Task brief » State how many lines in the rows below contain the string "instance", counting case as significant. Give only the number.

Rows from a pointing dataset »
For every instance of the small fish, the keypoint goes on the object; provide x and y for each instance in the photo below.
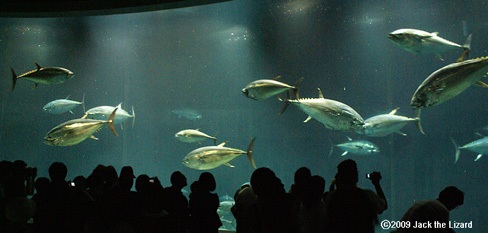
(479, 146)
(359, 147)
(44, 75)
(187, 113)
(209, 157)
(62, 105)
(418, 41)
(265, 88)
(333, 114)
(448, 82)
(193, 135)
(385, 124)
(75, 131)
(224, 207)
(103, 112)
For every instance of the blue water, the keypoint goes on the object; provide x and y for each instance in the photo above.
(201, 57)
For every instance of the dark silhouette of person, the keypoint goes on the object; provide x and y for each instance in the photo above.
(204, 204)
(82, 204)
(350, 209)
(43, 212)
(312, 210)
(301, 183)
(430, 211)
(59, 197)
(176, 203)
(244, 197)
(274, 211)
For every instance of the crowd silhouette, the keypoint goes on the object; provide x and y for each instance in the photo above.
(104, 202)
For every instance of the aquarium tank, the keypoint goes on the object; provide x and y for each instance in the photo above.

--

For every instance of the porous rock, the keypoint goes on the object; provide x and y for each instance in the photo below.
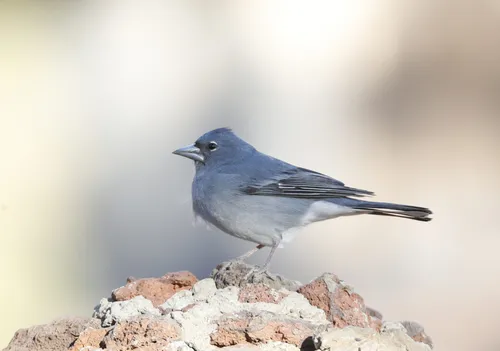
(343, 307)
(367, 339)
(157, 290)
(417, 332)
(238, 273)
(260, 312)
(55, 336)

The completed task » 6